# Quoted passage
┏━━

A Pseudomonas aeruginosa toxin (Cif) reduces plasma membrane CFTR by inactivating the deubiquitinating enzyme USP10

P . aeruginosa is an opportunistic pathogen critical to the pathogenesis of nosocomial infections, chronic obstructive pulmonary disease, ventilator‐associated pneumonia, cystic fibrosis, and bronchiectasis. Cif, a bacterial toxin secreted by clinical isolates of P. aeruginosa , reduces CFTR‐mediated chloride secretion by decreasing the endocytic recycling of CFTR. The aim of the current study was to investigate the mechanism by which Cif reduces the endocytic recycling of CFTR. Experiments in polarized human airway epithelial cells using Optiprep gradients revealed that Cif redirected CFTR from recycling endosomes to lysosomes for degradation, without affecting CFTR endocytosis. Cif redirected CFTR from recycling endosomes to lysosomes by increasing the amount of ubiquitinated CFTR (Ub‐CFTR). Employing proteomics and a deubiquitinating enzyme (DUB) activity assay, we observed that USP10 deubiquitinates CFTR, and that the Ras‐GAP SH3 domain binding protein‐1 (G3BP1) inactivates USP10. Moreover, Cif, by stabilizing USP10‐G3BP1 interaction, inactivates USP10 and thus, enhances the ubiquitination of CFTR, which is then directed to lysosomes for degradation. siRNA knockdown of G3BP1 can block the Cif effect on CFTR trafficking. These data suggest that chronic infection of P. aeruginosa will reduce mucociliary clearance, and thereby severely compromising the immune defenses of the lung.

┗━━

# Brief
Answer these about the Cif abstract, one per line:
(a) What kind of gradients were used in the experiments in polarized human airway epithelial cells?
(b) Which enzyme deubiquitinates CFTR?
(c) What can block the Cif effect on CFTR trafficking?

# Raw data
┏━━

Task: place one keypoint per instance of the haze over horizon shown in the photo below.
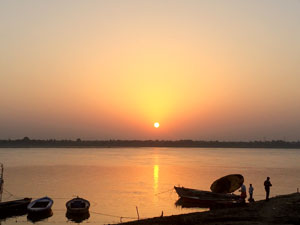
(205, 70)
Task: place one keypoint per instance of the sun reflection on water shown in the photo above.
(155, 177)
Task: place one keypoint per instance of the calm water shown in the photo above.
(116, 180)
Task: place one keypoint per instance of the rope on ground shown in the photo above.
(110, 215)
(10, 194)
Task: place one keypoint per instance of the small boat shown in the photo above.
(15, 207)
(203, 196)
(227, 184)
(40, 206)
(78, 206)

┗━━
┏━━

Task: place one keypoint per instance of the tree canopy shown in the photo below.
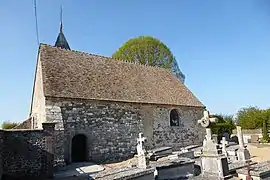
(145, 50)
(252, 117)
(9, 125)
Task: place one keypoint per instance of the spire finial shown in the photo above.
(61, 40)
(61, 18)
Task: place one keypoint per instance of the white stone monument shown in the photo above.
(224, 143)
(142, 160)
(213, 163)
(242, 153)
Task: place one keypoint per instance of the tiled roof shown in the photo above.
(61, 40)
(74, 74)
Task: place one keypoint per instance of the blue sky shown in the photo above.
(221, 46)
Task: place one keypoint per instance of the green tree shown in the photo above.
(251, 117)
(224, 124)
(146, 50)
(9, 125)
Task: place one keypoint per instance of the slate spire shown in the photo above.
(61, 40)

┗━━

# Result of this exercise
(a) Optiprep gradients
(b) USP10
(c) siRNA knockdown of G3BP1